RCA's net revenues from long-term care facilities which includes
revenues generated from therapy and pharmaceutical services provided at RCA's
facilities, increased from $52.7 million for the three months ended June 30,
1997 to $69.6 million for the three months ended June 30, 1998.
Approximately $10.5 million of the increase is due to increased occupancy and
an increase in revenue per patient day on a same-store basis for the 51
leased or owned facilities in operation for all of 1997 and 1998. The
remaining increase is primarily attributable to the 24 leased or owned
facilities acquired or opened since December 31, 1996.
RCA's net revenues from assisted living facilities increased from $7.6
million for the three months ended June 30, 1997 to $8.2 million for the
three months ended June 30, 1998. The increase is primarily related to an
increase in occupancy at the 23 facilities, all of which have been open
since December 31, 1996.
Net revenues from therapy services to nonaffiliated facilities increased
42% from $64.0 million for the three months ended June 30, 1997 to $82.7
million for the three months ended June 30, 1998, primarily as a result of an
increase in the number of nonaffiliated facilities served from 844 facilities
at June 30, 1997 to 1,449 facilities at June 30, 1998.
Net revenues from foreign operations increased 45% from $48.3 million
for the three months ended June 30, 1997 to $70.0 million for the three
months ended June 30, 1998. Approximately $7.1 million or 33% of this
increase was the result of increased net revenues from the nursing home
operations in the United Kingdom. Approximately $13.1 million or 60% of this
total increase is the result of the Company's acquisitions of nursing homes
in Germany, Australia and Spain during 1997.
Net revenues from pharmaceutical services to nonaffiliated facilities,
excluding RCA's medical supply subsidiary, Contour, increased 143% from $24.1
million for the three months ended June 30, 1997 to $58.6 million for the
three months ended June 30, 1998. Approximately $21.2 million or 61% of the
increase in net revenues was the result of the addition of 10 pharmacies and
14 home health agencies acquired from Regency. In addition, the remaining net
revenues increase was primarily the result of the increase in nonaffiliated
facilities served as a result of additional acquisitions during 1997.

################

__Work task A__. From the RCA revenue excerpt, return everything from "Net revenues from pharmaceutical" down to "acquisitions during 1997.".
__Work task B__.
Answer these questions using the RCA revenue excerpt:
(i) How many nonaffiliated facilities were served by therapy services at June 30, 1998?
(ii) In which countries did the Company acquire nursing homes during 1997?
(iii) How many pharmacies were acquired from Regency?
__Work task C__.
Decide whether each statement agrees with the RCA revenue excerpt, and quote the words that settle it:
(i) RCA's net revenues from assisted living facilities reached $8.2 million for the three months ended June 30, 1998.
(ii) Net revenues from foreign operations increased 60%.
(iii) The 23 assisted living facilities opened during 1998.

################

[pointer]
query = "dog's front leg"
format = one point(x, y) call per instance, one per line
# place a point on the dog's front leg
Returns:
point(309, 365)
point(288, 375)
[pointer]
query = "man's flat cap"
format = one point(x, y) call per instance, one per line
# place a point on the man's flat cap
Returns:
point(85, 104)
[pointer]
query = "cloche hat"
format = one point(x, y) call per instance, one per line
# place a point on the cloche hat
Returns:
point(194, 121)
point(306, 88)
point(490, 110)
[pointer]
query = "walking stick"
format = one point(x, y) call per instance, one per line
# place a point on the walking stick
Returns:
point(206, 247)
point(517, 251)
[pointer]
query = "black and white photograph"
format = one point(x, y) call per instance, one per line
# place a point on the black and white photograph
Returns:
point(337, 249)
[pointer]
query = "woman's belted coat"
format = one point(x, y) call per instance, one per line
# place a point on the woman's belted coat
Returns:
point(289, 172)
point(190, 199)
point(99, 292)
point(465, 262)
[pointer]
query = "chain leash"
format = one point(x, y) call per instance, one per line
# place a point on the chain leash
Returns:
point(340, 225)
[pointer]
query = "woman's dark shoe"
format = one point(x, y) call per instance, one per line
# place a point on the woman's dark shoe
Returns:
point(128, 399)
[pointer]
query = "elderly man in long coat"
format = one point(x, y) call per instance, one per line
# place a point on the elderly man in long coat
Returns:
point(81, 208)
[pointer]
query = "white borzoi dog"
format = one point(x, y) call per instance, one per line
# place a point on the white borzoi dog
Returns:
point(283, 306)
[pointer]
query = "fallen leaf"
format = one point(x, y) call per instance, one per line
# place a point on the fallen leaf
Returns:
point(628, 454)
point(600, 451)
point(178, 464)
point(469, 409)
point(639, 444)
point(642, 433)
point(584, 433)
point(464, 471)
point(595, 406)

################

__Task output A__.
Net revenues from pharmaceutical services to nonaffiliated facilities,
excluding RCA's medical supply subsidiary, Contour, increased 143% from $24.1
million for the three months ended June 30, 1997 to $58.6 million for the
three months ended June 30, 1998. Approximately $21.2 million or 61% of the
increase in net revenues was the result of the addition of 10 pharmacies and
14 home health agencies acquired from Regency. In addition, the remaining net
revenues increase was primarily the result of the increase in nonaffiliated
facilities served as a result of additional acquisitions during 1997.

__Task output B__.
(i) 1,449 facilities
(ii) Germany, Australia and Spain
(iii) 10 pharmacies

__Task output C__.
(i) Yes: "increased from $7.6 million for the three months ended June 30, 1997 to $8.2 million for the three months ended June 30, 1998"
(ii) No: "Net revenues from foreign operations increased 45%"
(iii) No: "all of which have been open since December 31, 1996"